● Metin Kesiti:
■ ■ ■ ■ ■
Kütahya TBMM şeref salonunda

4188

Meclis Başkanı Şentop, TBMM Şeref Holü’nde, Meclis Özel Kütahya Koleksiyonu “Sıtkı Nida Olçar Sergisi”nin açılışını gerçekleştirdi.
Şentop, TBMM’nin kuruluşunun 100. yıl dönümü etkinlikleri kapsamında Meclis Özel Kütahya Koleksiyonu Çini Sergisi’nde, UNESCO Yaşayan İnsan Hazinesi Çini Sanatçısı Sıtkı Olçar’ı vefatının 10. yılında 10 eseriyle rahmetle andıklarını belirtti.
Meclis’in, siyasi faaliyetlerin yanı sıra sosyal, kültürel ve sanatsal faaliyetler bakımından da milletin her yönüyle temsil edildiği yer olduğunu dile getiren Şentop, şöyle devam etti:
“Geleneksel Türk çini sanatı, en değerli kültürel miraslarımızdan biri. Çini sanatı, son bin yıllık görkemli medeniyetimizin sahip olduğu estetik zevkimizi ve güzelliğe bakışımızı yansıtır. Milli ve manevi değerlerimizi renk renk, desen desen, nakış nakış işlediğimiz geleneksel Türk çini sanatını korumak, geliştirmek ve yaşatmak bizler için önemli bir mesuliyettir. 2008 yılında UNESCO Yaşayan İnsan Hazinesi Ödülü’nü alan, ‘Çininin Picasso’su’ ve ‘Çini Dervişi’ olarak anılan Sıtkı Olçar’ın sevgili kızı Nida Olçar Hanımefendi’nin, babası ve aynı zamanda ustasının izinden giderek Türk çini sanatını, daha yukarıya taşıması memleketimiz adına çok önemli bir kazanımdır. Yurt dışında ve yurt içinde açtığı sergilerle Kütahya ve Türkiye’yi büyük bir başarıyla temsil eden Nida Olçar’ın şahsında, geleneğimizi ve kültürümüzü çağdaş formlarla gelecek nesillere aktaran tüm sanatçılarımızla gurur duyuyoruz. Bugün açılışını yaptığımız sergiyle hem çini sanatının nadide eserlerinin Meclisimizde sergilenmesini sağlayacak hem de geleneksel çini sanatımızın, ünü ülkemizin sınırlarını aşmış hünerli eli merhum Sıtkı Usta’yı hayırla yad etme imkanı bulacağız.”
■ ■ ■ ■ ■
● Gerekli İşlemler:
1) Kütahya çini sergisi haberinde "Kütahya TBMM şeref" ifadesinden "rahmetle andıklarını belirtti." ifadesine kadar uzanan bölümü, "10 eseriyle" yerine "12 eseriyle" koyarak yeniden yazın.
2) Kütahya çini sergisi haberine göre Sıtkı Olçar, UNESCO Yaşayan İnsan Hazinesi Ödülü’nü hangi yıl almıştır?
3) Kütahya çini sergisi haberini kaldığı yerden sürdürün.

Veri satırları
■ ■ ■ ■ ■
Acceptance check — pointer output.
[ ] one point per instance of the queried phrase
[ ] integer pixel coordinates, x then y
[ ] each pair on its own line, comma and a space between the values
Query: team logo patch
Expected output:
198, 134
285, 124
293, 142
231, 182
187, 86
■ ■ ■ ■ ■
● Görev Yanıtları:
1)
Kütahya TBMM şeref salonunda

4188

Meclis Başkanı Şentop, TBMM Şeref Holü’nde, Meclis Özel Kütahya Koleksiyonu “Sıtkı Nida Olçar Sergisi”nin açılışını gerçekleştirdi.
Şentop, TBMM’nin kuruluşunun 100. yıl dönümü etkinlikleri kapsamında Meclis Özel Kütahya Koleksiyonu Çini Sergisi’nde, UNESCO Yaşayan İnsan Hazinesi Çini Sanatçısı Sıtkı Olçar’ı vefatının 10. yılında 12 eseriyle rahmetle andıklarını belirtti.

2) 2008 yılında.

3)
“ESTETİK ESER KARŞISINDA HİSSETTİKLERİMİZ, BİZİM KİM OLDUĞUMUZLA BAĞLANTILIDIR”
Sanatın, duygu ve düşünceleri estetik bir şekilde ifade etme çabası olduğunu dile getiren Şentop, “Toprağı işlemek, eşyayı biçimlendirmek, sese ahenk kazandırmak, sözü anlamlı bir şekilde ifade etmek sanattır. Fırça darbeleriyle tuvale şekil çizmek, küçücük bir tespih tanesine motifler işlemek, iğne iplikle desen oluşturmak, toprağa biçim vererek eser ortaya çıkarmak sanatçının işidir.” dedi.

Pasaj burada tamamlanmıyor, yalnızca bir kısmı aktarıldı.